++++ PASSAGE TO READ ++++
Tocopherol quantification
Concentrations of alpha- and gamma-tocopherols in subcutaneous fat were quantified as described in Rey et al. (2006). Samples were saponified in the presence of KCl and KOH. Tocopherols were extracted with hexane and the upper layer was evaporated and dissolved in ethanol prior to analysis by reverse phase HPLC (HP 1100, provided with a diode array and fluorescence detector) (Agilent Technologies, Waldbronn, Germany). Separation was carried out on an Agilent Technologies Lichrospher RP-C18 column (250 mm × 4 mm i.d., 5 µm particle size), the mobile phase was methanol/water (97:3 v/v) at a flow rate of 2 mL/min and peaks were recorded at 292 nm. Peaks were detected by a fluorescence detector (Agilent technologies series 1200) set at λ-excitation: 295 nm and λ-emission: 330 nm. Analyses were carried out in duplicate. The identification and quantification of both tocopherols was carried out by means of a standard curve (R2=0.9999) developed with the pure compounds (Sigma, Alcobendas, Madrid). Results were expressed as µg of gamma-tocopherol or alpha-tocopherol per gram of fresh matter.
Analysis of the fatty acids methyl esters (FAMEs) isotopes
The 13C/12C isotope ratio (δ13C) of fatty acids palmitic, stearic, oleic and linoleic were quantified following the procedure described by Delgado-Chavero et al. (2013). To separate and transfer FAMEs to the spectrometer, a gas chromatograph Agilent 7890A GC System provided with a capillary column (30 m × 0.25 mm ID and 0.25 µm thickness) was used (Agilent Technologies, Waldbronn, Germany). Helium was the carrier gas. The injector temperature was 280 °C and the detector was 300 °C. The isotope ratio mass spectrometry analyses were done on a Hydra 20-20® model (SerCon Ltd, Crewe, UK) with continuous f low gas source, equipped with an electromagnet, a combustion interface and a Nafion membrane to retain water from the combustion product. The combustion tube temperature was 860ºC. As standards three commercial FAMEs (methyl-hexadecanoate, methyl-heptadecanoate and methyl-heneicosanoate (Sigma-Aldrich Co., St. Louis, MO, USA) were used. As reference material Iberian pig subcutaneous fat, characterised by the stable isotope laboratory of the University of Salamanca and by our own laboratory, was used as control. The isotopic value obtained is expressed in terms of "δ", which represents the excess, typically heavy isotope, in a sample relative to a gas reference, ‰ units, referred to PDB (Pee Dee Belemnite; international reference data δ13C). A regression line of the three internal standards analysed along with the unknown samples was used to normalise the measured values. The Goodman and Brenna formula (Goodman & Brenna, 1992) has been applied to obtain the FAMEs isotopic value discounting the contribution of methylating agent.
++++ DATA EXTRACT ++++
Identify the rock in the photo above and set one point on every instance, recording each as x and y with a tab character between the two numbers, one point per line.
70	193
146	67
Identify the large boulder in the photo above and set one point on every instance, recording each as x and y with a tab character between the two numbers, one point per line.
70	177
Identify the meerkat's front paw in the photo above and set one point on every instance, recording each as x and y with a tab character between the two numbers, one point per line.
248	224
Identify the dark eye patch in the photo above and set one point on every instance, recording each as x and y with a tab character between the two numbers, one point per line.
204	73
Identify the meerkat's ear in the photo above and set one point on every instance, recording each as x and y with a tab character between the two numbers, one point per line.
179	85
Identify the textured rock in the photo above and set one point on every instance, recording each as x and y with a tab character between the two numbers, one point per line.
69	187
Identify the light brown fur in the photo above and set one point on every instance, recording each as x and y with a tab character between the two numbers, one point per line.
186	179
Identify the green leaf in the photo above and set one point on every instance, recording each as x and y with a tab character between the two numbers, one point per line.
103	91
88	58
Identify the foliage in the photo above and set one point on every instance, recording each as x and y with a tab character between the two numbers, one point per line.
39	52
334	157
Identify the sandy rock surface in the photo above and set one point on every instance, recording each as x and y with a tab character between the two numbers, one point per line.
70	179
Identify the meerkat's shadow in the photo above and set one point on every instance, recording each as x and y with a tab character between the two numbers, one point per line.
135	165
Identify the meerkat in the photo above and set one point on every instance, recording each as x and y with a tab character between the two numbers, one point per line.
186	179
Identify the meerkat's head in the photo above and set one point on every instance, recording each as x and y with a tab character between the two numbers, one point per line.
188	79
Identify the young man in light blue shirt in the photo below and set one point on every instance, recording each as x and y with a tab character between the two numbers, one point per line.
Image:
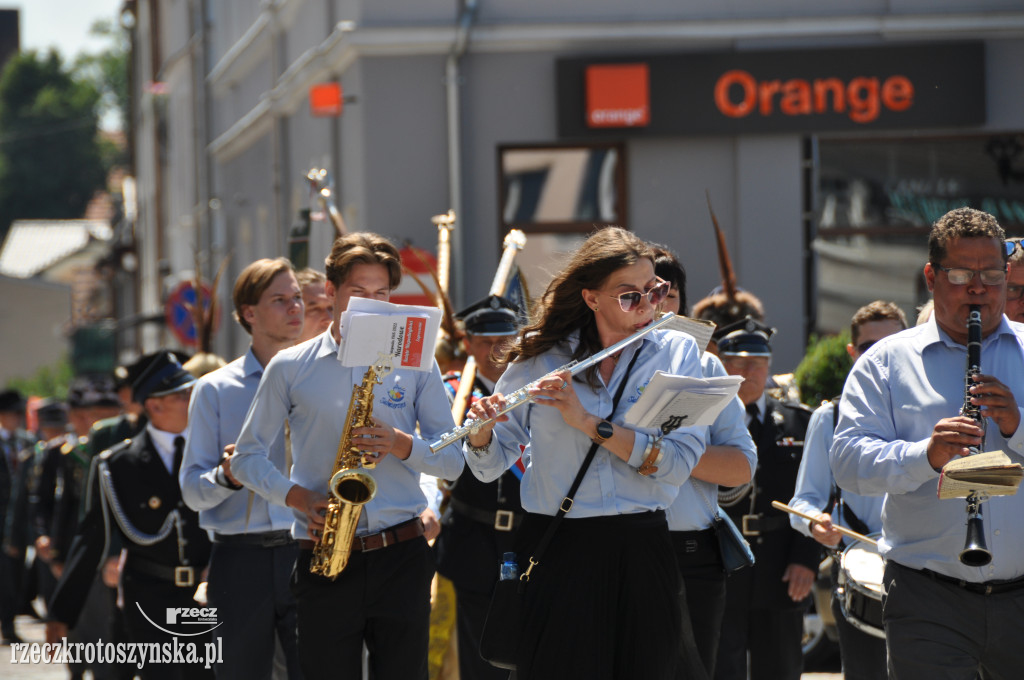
++++
• _WHAT IS ASKED_
A. Using the analytical methods passage, mark each statement (i), (ii), (iii) yes or no, quoting the words that decide it: (i) the tocopherol analyses were done in duplicate; (ii) nitrogen served as the carrier gas; (iii) the injector temperature was 300 °C.
B. Name every fatty acid whose 13C/12C isotope ratio was quantified according to the analytical methods passage.
C. Extend the analytical methods passage with further text that begins after its final sentence.
The items are separate material from the analytical methods passage.

• _TASK ANSWERS_
A.
(i) Yes: "Analyses were carried out in duplicate."
(ii) No: "Helium was the carrier gas."
(iii) No: "The injector temperature was 280 °C and the detector was 300 °C."

B. palmitic, stearic, oleic, linoleic

C.
Statistical analysis
The data were analysed as a randomized design using the general linear model (GLM) procedure contained in SAS v. 9.3 (SAS Inst. Inc., Cary, NC, USA). A Duncan’s multiple range test was performed to test differences on the rearing regime effect. Differences between means were considered statistically significant when p<0.05. The linear discriminant analysis was performed using the DISCRIM procedure (SAS v. 9.3) on the samples collected over the first three seasons including the following additional variables: the sums of saturated (SFA), monounsaturated (MUFA), polyunsaturated (PUFA) and unsaturated (UFA) fatty acids, the ratio SFA:UFA, the ratio between the four δ-values of the fatty acids methyl esters (δC16:0/δC18:0, δC16:0/δC18:1, δC16:0/δC18:2, δC18:0/δC18:1, δC18:0/δC18:2, δC18:1/δC18:2) and the ratio gamma:alpha tocopherol (γ-toc/α-toc). The resulting linear discriminant functions obtained from data of S1S3 were used to predict the feeding system in those samples collected over the fourth season. Several alternatives were considered with respect to the variables involved in the discriminant analysis and to the feeding categories. In the first case, three discriminant analyses with the variables of each method alone (FA, TOC and ISO) were performed, secondly an analysis of the methods two by two (FA+TOC, FA+ISO and TOC+ISO) and, finally, all the variables were included (FA+TOC+ISO). Regarding the feeding categories, the samples were classified into one of the four traditional systems (BE, RE, CA and CE), but prediction results were also obtained for joined samples from feeding systems based on acorn (BE plus RE) vs joined samples from systems non-based on acorn feeding (CA plus CE).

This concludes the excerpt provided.